Position identification listing
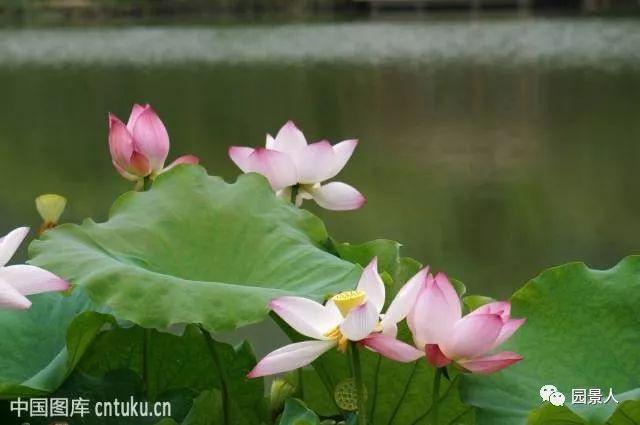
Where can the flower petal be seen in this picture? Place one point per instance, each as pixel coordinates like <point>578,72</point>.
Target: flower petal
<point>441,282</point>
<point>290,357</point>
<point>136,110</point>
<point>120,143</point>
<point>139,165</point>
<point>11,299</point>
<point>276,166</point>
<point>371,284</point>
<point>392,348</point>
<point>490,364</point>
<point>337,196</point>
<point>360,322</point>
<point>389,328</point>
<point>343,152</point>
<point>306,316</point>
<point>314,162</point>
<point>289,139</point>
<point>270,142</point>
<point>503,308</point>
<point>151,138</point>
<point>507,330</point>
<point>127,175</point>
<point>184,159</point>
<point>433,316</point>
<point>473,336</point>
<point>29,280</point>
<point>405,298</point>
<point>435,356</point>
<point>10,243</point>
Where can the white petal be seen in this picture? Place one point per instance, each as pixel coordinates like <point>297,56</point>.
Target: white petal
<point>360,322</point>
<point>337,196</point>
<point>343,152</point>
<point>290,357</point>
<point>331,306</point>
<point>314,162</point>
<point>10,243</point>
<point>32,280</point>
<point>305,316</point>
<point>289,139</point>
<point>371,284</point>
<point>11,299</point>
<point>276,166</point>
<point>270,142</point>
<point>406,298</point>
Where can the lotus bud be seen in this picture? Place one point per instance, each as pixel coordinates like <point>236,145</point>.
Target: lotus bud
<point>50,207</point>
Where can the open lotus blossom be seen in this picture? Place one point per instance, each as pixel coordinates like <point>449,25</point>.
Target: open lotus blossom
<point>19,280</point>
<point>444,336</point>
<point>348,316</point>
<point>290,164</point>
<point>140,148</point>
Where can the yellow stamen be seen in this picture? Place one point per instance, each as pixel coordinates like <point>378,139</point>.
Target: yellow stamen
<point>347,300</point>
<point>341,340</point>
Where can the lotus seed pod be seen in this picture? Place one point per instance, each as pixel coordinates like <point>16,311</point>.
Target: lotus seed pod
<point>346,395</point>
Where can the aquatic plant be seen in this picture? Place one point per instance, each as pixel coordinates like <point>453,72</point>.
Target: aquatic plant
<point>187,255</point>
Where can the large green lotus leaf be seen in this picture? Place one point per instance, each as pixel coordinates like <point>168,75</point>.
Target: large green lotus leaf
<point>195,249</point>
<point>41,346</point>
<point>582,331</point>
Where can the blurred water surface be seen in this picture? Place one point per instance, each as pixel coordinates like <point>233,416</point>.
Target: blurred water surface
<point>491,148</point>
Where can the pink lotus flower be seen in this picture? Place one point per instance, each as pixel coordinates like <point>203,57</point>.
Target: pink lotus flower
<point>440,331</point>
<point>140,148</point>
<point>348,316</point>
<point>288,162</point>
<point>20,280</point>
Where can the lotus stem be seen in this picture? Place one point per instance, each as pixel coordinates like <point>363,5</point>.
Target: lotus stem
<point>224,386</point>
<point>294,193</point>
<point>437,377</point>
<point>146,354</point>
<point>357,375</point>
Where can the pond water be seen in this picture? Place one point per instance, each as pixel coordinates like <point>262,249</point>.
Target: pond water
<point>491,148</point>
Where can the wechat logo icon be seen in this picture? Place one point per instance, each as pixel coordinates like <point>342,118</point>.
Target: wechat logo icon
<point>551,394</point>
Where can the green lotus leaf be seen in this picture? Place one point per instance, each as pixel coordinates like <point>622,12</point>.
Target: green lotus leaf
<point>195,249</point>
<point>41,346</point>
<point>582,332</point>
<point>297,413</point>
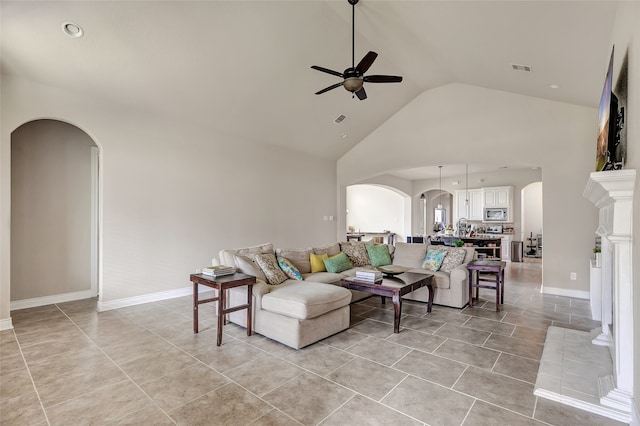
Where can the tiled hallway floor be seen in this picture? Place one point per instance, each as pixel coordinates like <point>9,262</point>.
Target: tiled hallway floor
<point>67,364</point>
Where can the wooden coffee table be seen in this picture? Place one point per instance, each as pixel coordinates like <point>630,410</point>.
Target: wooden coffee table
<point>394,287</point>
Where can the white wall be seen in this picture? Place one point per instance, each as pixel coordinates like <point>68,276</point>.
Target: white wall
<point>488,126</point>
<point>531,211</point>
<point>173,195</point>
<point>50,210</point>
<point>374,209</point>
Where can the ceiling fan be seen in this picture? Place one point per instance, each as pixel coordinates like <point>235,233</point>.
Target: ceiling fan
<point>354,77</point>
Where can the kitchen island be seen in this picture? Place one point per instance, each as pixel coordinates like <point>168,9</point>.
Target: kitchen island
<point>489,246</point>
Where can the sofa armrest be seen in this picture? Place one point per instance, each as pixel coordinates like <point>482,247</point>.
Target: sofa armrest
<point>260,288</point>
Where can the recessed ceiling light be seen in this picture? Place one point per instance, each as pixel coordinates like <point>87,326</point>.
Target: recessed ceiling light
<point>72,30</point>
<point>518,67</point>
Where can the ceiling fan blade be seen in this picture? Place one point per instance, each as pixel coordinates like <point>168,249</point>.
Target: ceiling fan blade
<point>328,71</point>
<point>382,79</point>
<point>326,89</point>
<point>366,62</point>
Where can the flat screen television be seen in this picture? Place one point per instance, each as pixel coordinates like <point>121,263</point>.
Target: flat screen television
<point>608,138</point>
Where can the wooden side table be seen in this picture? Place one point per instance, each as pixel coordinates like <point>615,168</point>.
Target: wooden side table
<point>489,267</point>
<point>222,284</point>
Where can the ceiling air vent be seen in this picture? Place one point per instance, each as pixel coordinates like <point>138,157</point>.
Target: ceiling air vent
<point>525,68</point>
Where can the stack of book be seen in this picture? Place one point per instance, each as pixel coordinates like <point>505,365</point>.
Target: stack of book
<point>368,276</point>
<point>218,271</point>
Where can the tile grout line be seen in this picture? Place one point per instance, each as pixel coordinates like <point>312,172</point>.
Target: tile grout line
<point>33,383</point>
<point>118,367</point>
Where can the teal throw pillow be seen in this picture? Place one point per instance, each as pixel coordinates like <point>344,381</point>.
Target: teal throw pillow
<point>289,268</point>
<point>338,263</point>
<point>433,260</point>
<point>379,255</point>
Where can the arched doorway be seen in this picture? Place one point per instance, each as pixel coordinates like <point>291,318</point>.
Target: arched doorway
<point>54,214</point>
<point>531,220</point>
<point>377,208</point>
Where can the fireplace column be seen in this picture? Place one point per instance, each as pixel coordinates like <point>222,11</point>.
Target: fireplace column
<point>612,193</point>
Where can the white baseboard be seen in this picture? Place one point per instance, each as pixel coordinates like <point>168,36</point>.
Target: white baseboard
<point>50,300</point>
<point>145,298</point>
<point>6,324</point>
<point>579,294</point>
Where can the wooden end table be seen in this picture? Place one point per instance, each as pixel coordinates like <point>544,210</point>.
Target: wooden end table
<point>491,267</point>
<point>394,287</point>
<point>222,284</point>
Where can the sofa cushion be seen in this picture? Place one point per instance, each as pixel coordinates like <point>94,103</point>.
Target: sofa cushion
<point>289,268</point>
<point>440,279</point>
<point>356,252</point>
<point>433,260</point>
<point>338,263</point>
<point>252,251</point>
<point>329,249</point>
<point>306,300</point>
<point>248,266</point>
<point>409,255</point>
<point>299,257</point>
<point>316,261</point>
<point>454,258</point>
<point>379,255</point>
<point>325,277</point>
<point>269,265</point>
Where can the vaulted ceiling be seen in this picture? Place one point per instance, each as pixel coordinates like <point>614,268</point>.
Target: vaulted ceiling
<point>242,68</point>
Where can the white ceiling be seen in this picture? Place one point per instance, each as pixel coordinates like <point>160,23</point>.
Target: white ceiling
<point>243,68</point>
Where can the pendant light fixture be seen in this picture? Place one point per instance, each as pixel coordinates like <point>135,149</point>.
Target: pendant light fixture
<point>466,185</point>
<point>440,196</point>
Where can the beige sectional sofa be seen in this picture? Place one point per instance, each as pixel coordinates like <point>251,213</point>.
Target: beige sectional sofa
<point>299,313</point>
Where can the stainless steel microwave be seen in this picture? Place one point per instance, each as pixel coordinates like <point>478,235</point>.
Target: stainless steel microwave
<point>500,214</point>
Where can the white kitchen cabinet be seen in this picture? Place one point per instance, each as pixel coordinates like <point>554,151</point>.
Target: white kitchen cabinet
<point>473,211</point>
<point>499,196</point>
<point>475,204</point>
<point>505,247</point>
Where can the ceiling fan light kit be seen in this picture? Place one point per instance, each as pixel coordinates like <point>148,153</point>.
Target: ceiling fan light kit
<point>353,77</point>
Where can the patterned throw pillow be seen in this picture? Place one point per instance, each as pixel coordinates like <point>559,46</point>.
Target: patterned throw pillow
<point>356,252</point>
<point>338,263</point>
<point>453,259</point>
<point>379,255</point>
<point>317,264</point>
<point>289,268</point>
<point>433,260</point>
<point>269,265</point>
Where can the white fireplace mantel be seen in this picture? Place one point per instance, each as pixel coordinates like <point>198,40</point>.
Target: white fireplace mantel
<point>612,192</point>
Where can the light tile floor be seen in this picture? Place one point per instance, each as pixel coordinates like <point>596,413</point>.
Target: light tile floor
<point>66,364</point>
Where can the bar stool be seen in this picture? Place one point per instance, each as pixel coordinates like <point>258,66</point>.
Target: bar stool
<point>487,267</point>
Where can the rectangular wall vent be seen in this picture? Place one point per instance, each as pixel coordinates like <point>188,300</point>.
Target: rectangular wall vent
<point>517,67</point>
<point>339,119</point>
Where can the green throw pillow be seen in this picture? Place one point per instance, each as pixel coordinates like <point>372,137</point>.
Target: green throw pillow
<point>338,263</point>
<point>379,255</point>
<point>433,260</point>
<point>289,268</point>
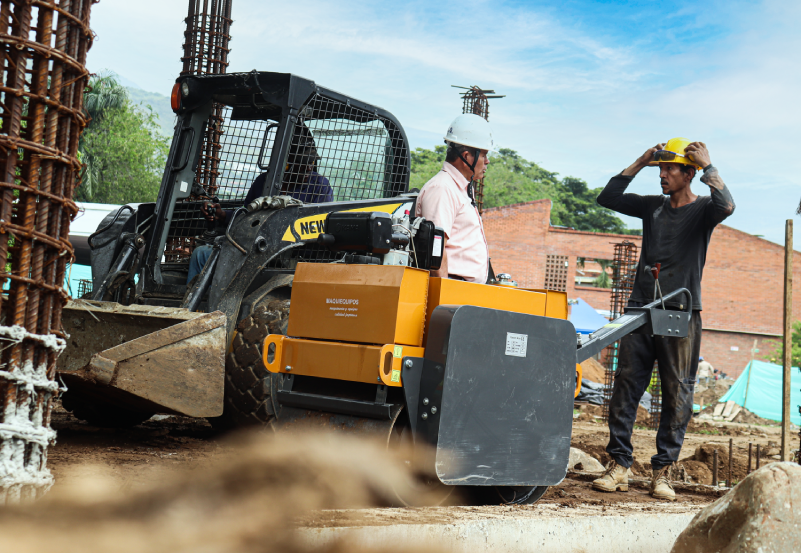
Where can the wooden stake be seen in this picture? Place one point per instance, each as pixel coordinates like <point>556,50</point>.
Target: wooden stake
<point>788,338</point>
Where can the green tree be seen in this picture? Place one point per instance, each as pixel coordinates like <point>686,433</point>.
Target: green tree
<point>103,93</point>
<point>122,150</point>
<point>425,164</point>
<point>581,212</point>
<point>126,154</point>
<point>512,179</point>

Problem requirements
Reproduce the listing verbatim from its first line through the line that contains "<point>306,316</point>", including both ends. Leave the pictures out.

Response for this exercise
Where can the flower petal be seen in this picture? Place one point per instance, each as pixel coordinates like <point>578,72</point>.
Target: flower petal
<point>441,282</point>
<point>290,357</point>
<point>136,110</point>
<point>120,143</point>
<point>139,165</point>
<point>11,299</point>
<point>276,166</point>
<point>371,284</point>
<point>392,348</point>
<point>490,364</point>
<point>337,196</point>
<point>360,322</point>
<point>389,328</point>
<point>343,152</point>
<point>306,316</point>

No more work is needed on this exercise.